>> START Records to process

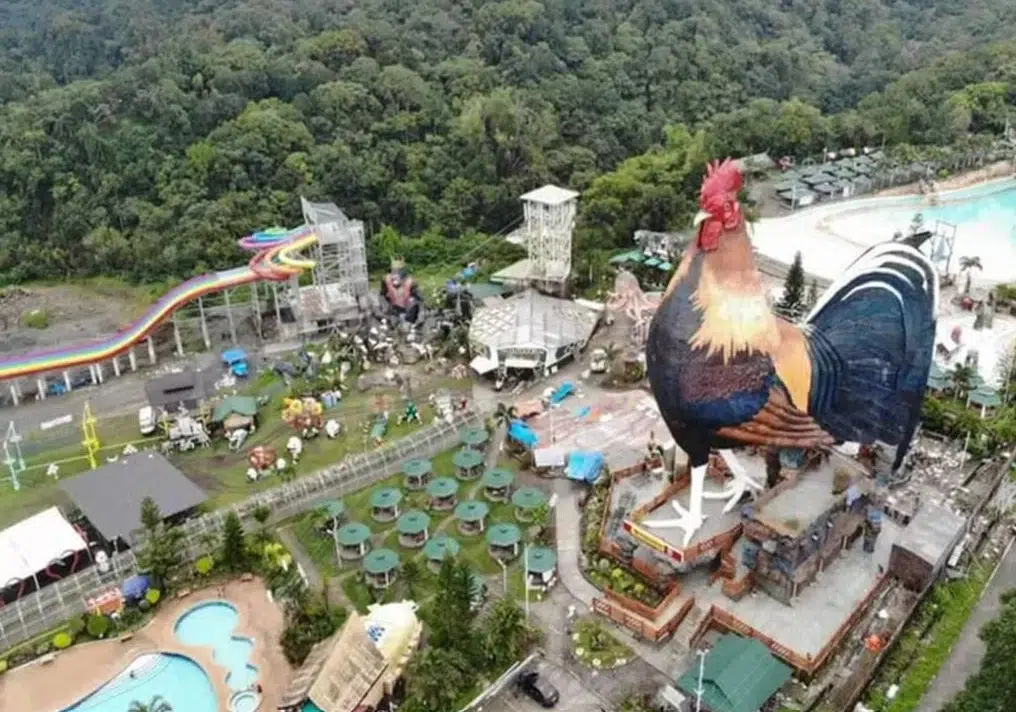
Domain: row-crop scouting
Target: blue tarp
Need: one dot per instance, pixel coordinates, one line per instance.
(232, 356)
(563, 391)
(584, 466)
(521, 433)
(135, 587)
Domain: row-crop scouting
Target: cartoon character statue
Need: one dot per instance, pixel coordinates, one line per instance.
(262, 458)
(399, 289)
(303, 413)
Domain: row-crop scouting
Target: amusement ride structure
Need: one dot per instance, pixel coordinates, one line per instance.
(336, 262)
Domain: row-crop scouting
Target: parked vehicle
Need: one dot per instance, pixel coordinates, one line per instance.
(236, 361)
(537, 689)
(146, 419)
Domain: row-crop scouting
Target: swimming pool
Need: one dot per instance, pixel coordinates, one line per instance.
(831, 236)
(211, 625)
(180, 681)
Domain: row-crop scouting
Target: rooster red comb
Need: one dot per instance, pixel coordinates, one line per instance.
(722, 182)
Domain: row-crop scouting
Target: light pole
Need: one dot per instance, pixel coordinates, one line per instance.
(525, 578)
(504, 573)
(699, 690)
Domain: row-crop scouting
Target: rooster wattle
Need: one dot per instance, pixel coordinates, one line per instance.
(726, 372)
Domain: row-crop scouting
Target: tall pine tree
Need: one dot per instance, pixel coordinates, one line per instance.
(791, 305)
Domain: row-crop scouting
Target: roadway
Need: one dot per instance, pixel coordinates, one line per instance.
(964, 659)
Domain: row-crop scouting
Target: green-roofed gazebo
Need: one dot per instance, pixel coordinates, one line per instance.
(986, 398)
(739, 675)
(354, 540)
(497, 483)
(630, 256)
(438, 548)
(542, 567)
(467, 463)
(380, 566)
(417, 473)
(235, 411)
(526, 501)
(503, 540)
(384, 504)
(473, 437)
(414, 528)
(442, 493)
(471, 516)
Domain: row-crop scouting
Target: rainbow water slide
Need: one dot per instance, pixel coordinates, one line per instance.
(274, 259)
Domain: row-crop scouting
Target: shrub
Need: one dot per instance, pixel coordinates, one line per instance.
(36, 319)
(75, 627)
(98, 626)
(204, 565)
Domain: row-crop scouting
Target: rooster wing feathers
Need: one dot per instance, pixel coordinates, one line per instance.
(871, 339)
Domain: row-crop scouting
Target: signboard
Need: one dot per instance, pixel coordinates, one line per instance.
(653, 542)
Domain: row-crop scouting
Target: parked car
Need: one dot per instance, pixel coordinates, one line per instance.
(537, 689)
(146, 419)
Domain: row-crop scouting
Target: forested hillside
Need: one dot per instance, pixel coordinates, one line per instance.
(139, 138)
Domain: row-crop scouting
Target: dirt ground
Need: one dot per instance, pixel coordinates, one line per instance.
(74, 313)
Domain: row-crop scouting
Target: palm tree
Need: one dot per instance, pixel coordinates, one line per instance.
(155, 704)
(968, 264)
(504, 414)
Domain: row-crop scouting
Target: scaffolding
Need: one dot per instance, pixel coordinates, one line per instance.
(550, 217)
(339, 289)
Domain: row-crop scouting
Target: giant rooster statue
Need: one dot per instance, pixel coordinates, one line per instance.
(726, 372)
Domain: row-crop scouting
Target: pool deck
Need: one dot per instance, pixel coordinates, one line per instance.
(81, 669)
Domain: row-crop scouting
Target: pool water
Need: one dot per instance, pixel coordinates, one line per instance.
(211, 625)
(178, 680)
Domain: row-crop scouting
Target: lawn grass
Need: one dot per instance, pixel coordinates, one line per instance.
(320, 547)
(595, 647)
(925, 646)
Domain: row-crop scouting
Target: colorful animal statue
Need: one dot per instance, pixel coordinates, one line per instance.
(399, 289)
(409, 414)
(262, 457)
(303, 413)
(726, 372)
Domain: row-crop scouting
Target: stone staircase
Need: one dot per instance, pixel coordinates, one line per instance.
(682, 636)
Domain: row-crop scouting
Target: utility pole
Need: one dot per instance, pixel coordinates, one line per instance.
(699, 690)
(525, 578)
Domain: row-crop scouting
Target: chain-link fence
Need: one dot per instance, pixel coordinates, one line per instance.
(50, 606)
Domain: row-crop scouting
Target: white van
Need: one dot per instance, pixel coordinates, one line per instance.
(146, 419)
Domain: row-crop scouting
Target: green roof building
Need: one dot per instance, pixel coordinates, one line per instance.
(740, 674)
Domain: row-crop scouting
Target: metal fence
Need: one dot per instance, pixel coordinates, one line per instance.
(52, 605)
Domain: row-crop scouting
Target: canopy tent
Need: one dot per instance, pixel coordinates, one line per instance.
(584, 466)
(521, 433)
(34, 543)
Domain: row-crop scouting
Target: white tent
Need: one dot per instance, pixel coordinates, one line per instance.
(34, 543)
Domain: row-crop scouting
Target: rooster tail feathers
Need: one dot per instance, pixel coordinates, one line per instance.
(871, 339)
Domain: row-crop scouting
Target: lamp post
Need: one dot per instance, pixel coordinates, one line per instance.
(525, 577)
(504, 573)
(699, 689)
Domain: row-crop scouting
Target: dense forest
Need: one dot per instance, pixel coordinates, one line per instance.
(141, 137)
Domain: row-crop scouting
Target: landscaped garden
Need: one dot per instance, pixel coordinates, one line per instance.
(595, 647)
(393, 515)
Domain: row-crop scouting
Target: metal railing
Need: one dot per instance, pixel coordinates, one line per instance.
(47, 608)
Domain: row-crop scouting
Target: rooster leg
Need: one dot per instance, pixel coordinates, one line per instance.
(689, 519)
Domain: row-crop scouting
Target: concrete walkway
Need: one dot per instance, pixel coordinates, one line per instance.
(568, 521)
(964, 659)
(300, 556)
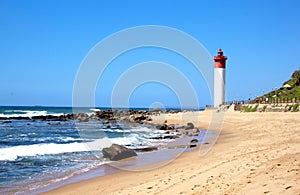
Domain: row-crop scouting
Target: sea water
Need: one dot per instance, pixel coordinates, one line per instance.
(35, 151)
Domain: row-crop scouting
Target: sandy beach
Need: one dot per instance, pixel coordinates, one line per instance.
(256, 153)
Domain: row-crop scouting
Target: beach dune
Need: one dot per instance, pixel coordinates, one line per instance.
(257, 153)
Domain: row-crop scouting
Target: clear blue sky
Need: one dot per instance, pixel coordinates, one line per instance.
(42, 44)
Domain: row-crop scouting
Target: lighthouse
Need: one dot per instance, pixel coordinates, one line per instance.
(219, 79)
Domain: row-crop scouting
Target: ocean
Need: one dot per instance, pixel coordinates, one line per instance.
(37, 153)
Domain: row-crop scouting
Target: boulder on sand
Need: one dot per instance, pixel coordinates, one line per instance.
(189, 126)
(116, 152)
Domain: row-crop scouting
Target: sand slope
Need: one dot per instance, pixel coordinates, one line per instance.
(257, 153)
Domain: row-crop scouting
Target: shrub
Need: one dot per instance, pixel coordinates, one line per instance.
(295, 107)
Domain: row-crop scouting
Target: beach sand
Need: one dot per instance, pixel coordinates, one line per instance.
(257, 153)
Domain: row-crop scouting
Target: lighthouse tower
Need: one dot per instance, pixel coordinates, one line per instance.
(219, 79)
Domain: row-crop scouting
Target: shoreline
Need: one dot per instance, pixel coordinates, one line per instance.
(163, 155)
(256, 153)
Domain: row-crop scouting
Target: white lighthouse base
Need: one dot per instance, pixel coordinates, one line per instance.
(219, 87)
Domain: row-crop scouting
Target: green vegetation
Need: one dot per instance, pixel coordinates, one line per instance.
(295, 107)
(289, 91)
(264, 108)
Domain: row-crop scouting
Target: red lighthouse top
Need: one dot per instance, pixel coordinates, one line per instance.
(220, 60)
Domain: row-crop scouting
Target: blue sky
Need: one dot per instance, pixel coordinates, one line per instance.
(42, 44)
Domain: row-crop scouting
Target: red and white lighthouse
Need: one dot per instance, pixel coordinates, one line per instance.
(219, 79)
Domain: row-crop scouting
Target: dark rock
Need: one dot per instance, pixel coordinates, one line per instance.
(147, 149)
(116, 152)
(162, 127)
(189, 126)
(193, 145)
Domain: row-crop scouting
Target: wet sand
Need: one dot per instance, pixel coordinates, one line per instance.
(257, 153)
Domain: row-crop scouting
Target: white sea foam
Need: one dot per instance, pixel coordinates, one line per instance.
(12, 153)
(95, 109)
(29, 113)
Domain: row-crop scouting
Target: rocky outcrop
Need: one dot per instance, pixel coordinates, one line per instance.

>> END Records to process

Show every line of the listing above that contains the word "beach".

Target: sandy beach
Target: beach dune
Target: beach sand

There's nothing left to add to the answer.